#### What needs to be done
Please reproduce every one of the items below word for word, keeping their order and changing nothing.
── Records provided
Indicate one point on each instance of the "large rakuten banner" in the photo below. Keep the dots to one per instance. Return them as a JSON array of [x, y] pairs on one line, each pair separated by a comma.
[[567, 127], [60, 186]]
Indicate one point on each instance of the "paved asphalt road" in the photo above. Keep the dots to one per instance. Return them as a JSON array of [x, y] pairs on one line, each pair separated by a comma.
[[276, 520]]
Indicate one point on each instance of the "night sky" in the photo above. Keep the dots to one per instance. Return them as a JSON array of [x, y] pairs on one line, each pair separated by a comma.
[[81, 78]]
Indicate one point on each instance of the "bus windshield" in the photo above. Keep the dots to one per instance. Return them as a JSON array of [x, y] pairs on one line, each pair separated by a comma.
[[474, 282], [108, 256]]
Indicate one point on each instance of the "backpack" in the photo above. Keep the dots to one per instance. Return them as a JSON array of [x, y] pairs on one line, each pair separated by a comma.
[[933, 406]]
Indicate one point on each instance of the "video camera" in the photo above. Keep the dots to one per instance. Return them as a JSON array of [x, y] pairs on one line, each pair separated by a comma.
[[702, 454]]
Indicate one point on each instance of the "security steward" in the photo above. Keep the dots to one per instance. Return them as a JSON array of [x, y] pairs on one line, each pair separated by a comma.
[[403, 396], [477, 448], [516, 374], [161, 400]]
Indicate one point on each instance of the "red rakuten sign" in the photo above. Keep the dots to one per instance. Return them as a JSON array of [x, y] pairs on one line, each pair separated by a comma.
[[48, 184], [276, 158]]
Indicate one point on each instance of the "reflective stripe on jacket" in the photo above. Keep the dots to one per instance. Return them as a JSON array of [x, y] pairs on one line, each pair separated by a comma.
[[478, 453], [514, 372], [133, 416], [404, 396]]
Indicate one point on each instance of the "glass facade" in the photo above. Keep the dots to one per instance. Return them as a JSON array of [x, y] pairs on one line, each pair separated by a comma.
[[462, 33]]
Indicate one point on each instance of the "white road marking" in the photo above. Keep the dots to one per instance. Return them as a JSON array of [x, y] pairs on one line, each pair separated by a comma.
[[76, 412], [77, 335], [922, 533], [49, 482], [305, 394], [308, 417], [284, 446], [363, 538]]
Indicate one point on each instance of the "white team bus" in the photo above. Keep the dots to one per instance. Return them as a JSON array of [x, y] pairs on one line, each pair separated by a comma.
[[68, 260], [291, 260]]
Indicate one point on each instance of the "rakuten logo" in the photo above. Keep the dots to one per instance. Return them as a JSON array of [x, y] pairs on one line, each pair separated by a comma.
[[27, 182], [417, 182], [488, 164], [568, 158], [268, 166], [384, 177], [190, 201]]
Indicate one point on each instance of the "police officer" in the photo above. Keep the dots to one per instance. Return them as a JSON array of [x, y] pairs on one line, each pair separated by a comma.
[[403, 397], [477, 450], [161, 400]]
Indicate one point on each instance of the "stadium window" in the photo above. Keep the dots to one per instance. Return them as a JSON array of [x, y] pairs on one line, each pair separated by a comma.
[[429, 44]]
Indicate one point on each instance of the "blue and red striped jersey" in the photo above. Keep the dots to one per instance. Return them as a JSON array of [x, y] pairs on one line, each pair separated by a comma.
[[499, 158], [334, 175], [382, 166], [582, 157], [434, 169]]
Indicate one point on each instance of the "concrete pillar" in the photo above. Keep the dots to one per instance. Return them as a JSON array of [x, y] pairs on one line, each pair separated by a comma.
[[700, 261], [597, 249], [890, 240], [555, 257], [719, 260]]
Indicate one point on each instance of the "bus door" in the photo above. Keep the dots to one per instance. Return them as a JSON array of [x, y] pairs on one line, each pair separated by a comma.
────
#### Reply
Indicate one point on each instance of the "large rakuten banner" in the photo below. Keep the dots to one per instance. Return them as a JSON array of [x, y] pairs on one line, each pair separated by a comma.
[[567, 127], [60, 186]]
Indicate one point on each instance of the "paved asphalt road" in the photo above. Keep the dots to one per instance. Return them as a JSON array of [x, y] pairs on one line, each pair separated by a comma.
[[276, 520]]
Indicate one point on each instance of the "night sky" in the photo above. Keep the dots to one per instance. Return them as a JSON array of [x, y] pairs on one line, each pair separated by a comma.
[[81, 78]]
Indicate one point on each instance of the "bus windshield" in the photo above. Keep the dots to one per instance. Return them as a JSON array of [x, y] pairs on one line, each pair separated by a comma.
[[474, 282], [108, 256]]
Indicate one point on each instance of the "backpack" in the photo above. Keep the dots to one per instance. Return them as a JSON array of [x, y] pairs on one line, each pair separated by a comma.
[[933, 406]]
Indicate one point on each instance of the "video camera" in the photo above. Keep the dots to one per instance. Return them as a JSON array of [x, y] pairs on one line, each pair separated by a comma.
[[702, 454]]
Indicate one point on each instance of the "security steward" in the photo above. Keep the dots to one per instance. Return them as a JSON array of [x, y] pairs on one line, each pair separated by a comma.
[[403, 396], [477, 448], [516, 374], [161, 400]]
Indicate one point on each instance of the "red rakuten sign" in the photo above. Keep the dots to one per instance. Return them as a JSON array of [x, y] pairs on one line, each pair separated by a comma.
[[48, 184], [276, 158]]
Indicate one point on each instance of the "reflective stripe on jacket" in the photo above. Keep the dots to one per instance. Return them as a JSON array of [x, y] pairs on one line, each pair separated by a comma.
[[478, 453], [514, 372], [133, 416], [404, 396]]
Indicate one point on each instance of the "glass facade" in the photo above. Keep the dots to one per instance. Return them as a JSON array of [x, y] pairs on one line, each pair separated by a comma.
[[462, 33]]
Indicate one point on each instance of the "white road marking" in the photo above. Keep the dots to one per instance. Return them as a JSON array of [x, y] pairs on one line, each pair separated by a comma.
[[76, 412], [77, 335], [922, 533], [49, 482], [305, 394], [308, 417], [284, 446], [363, 538]]
Indicate one point on each instance of the "white team bus" in the photo above. Keep the dots to one per instance. Return them as a JSON array of [x, y] pairs on one line, each pair separated by a comma.
[[68, 260], [291, 260]]
Indicate one point on each instance of the "rakuten logo" in the photo above. Keep the dots to one per instance. Return them as a JSON array of [x, y] pairs on one line, each pair separated by a comma.
[[27, 182], [417, 182], [488, 164], [568, 158], [268, 166], [384, 177], [190, 201]]
Indicate one point on each instance of the "police officer" in the photo above. Keep the dots to one per instance. Return them as a JSON array of [x, y] pairs on one line, each pair separated by a comma.
[[403, 397], [477, 450], [161, 400]]
Indicate one point on each instance of the "stadium window" in the photo above. Keep the dots to one per instance. Return them as a JSON array of [x, y] pairs on one line, each pair separated by a comma.
[[429, 44]]
Indicate one point on each instance of the "blue and red striped jersey" in the photo above. Keep the dots to one per instance. Return them as a JSON array of [x, y] pairs on one line, each pair separated by a comma.
[[499, 158], [334, 175], [382, 166], [582, 157], [434, 169]]
Indicate one point on each instance of the "concrete pillar" in the photo above. Keep the dots to one per instance. Return them as a JSON array of [x, y] pairs on one line, each pair separated by a comma.
[[700, 261], [597, 249], [890, 240], [555, 257], [719, 260]]
Indicate one point on each instance of the "bus door" in the photo above. Keep the dots to one per instance. Return them as a JSON array of [x, y] pairs on one line, each pair separated by a comma.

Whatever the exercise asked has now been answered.